- _TEXT FOR ANALYSIS_
GRAND JUNCTION, Colo. (KKCO/KJCT)-- For most mothers, any unexpected change can be concerning during a pregnancy.
A mom from Grand Junction has been diagnosed with a rare syndrome that can have a massive impact on her baby. In fact, the baby has a 70 percent chance of dying in the womb or a month after birth.
Alex Clark's first child was healthy, but her second, Camden, has to wear a pacemaker for the rest of his life.
Camden had a heart block, which means his heart was beating too slow and he would need a pacemaker as soon as he was born if he survived.
She’s taking a chance on her third child now, hoping for the best.
"It’s something we discussed with our providers really extensively, before we made the decision to have another child, we knew the risk,” said Alexandria Clark.
Alex is 22 weeks pregnant and was referred to St. Mary’s Maternal-Fetal Medicine Clinic.
"She was checking everything, the anatomy and then she went to the heart rate,” said Alex.
She discovered she had a rare condition that can cause a heart abnormality in her baby two years ago when she was 20 weeks pregnant with Camden. Only 2 percent of pregnant women have this condition.

- _EXERCISE DATA_
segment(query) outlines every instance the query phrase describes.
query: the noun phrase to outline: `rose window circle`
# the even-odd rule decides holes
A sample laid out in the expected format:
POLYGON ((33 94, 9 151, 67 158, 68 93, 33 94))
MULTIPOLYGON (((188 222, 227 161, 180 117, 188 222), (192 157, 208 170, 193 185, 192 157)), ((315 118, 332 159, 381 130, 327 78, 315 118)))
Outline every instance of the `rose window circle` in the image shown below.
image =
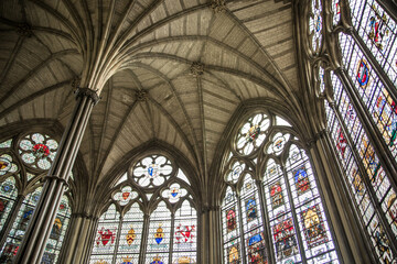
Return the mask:
POLYGON ((40 169, 49 169, 54 161, 58 143, 50 135, 33 133, 25 135, 19 144, 22 161, 40 169))
POLYGON ((141 187, 153 188, 168 180, 172 172, 170 160, 162 155, 149 155, 133 166, 132 178, 141 187))
POLYGON ((321 16, 321 1, 312 0, 312 13, 310 15, 310 34, 312 37, 312 50, 314 53, 320 52, 322 42, 323 21, 321 16))
POLYGON ((249 155, 256 151, 266 139, 266 131, 269 125, 270 119, 264 113, 249 118, 237 133, 237 152, 249 155))

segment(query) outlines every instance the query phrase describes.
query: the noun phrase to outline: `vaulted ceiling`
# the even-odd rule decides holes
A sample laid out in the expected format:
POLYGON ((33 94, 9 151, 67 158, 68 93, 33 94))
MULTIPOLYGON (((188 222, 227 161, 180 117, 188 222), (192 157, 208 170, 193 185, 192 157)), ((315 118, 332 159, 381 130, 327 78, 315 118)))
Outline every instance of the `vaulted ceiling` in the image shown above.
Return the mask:
POLYGON ((205 175, 237 107, 299 90, 293 7, 280 0, 2 0, 0 125, 66 125, 76 86, 98 90, 81 146, 101 180, 153 139, 205 175))

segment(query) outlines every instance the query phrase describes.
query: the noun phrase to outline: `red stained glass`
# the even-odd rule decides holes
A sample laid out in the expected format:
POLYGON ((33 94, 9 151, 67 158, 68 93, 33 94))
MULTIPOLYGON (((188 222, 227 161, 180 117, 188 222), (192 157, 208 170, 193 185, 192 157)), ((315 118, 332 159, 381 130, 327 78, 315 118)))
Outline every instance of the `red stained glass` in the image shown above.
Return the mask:
POLYGON ((35 144, 33 146, 33 155, 37 158, 46 157, 50 155, 50 148, 44 144, 35 144))
POLYGON ((304 237, 310 249, 329 241, 319 206, 302 211, 301 218, 304 237))
POLYGON ((236 210, 234 207, 227 211, 226 222, 227 222, 227 232, 230 232, 237 228, 236 210))

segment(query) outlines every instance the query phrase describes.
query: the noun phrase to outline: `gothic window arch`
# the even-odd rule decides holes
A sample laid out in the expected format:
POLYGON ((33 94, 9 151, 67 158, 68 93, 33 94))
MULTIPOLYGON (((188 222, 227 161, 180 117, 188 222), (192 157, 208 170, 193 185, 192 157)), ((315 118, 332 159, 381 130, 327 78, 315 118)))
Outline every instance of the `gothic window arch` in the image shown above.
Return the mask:
POLYGON ((225 263, 339 263, 315 173, 289 122, 251 114, 224 172, 225 263))
MULTIPOLYGON (((342 67, 325 70, 328 131, 376 261, 396 260, 396 22, 377 0, 333 1, 342 67), (343 12, 344 11, 344 12, 343 12), (340 32, 343 13, 352 30, 340 32)), ((344 22, 345 23, 345 22, 344 22)))
POLYGON ((98 220, 89 263, 196 263, 194 191, 163 154, 133 161, 98 220))
MULTIPOLYGON (((0 143, 0 262, 17 255, 40 199, 58 143, 49 134, 25 133, 0 143)), ((56 263, 71 218, 69 197, 62 197, 42 263, 56 263)))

- _WHAT IS REQUIRED_
Write a continuation of the news story about the Grand Junction mother's pregnancy, starting right after its last sentence. None of the material matters for this work.

- _EXERCISE ANSWER_
"Sjogren's Syndrome is an autoimmune disorder in which the mom forms antibodies and those antibodies cross over the placenta to the baby, and actually can bind to the baby's heart and cause heart block,” said Dr. Amy Gagnon, a physician with St. Mary’s Maternal Fetal Medicine Clinic
Doctors say they don't know what causes it or how severe it can be.
"Awful, it was shocking and pretty devastated honestly,” said Alex.
Alex would have had to travel to Denver’s Children Hospital for treatment, but luckily, she can stay right at home, as both hospitals have a Telemedicine system, using Alex as one of their first patients.
Alex attends her weekly appointments in Grand Junction while video calling her doctors live in Denver.
"About 70 percent of fetuses and newborns die that have these conditions either before they are born or in the first month of life,” said Dr. Bettia Cuneo, of Pediatric Cardiologist at Children’s Hospital of Colorado in Denver.
This syndrome has a 20 percent chance of reoccurring in her current pregnancy, especially during weeks 16 to 26. She will be monitored almost weekly until the birth.
After her most recent appointment, she can breathe a little easier as her baby is showing no signs of heart block.
"Her heart looked boringly normal, she said, which is exactly what I want,” said Clark.
Doctors at the clinic say they video call three times a week, helping dozens of patients.
Alex is on a medication called Plaquenil that lowers her baby’s chances of developing heart block by 50 percent.
She showed no signs at her appointment but could develop it as the weeks progress. As for her second child Cameron, he is doing well with his new pacemaker but is monitored closely.
This clinic is by referral only, they have expanded the program to Gunnison and are working on other locations.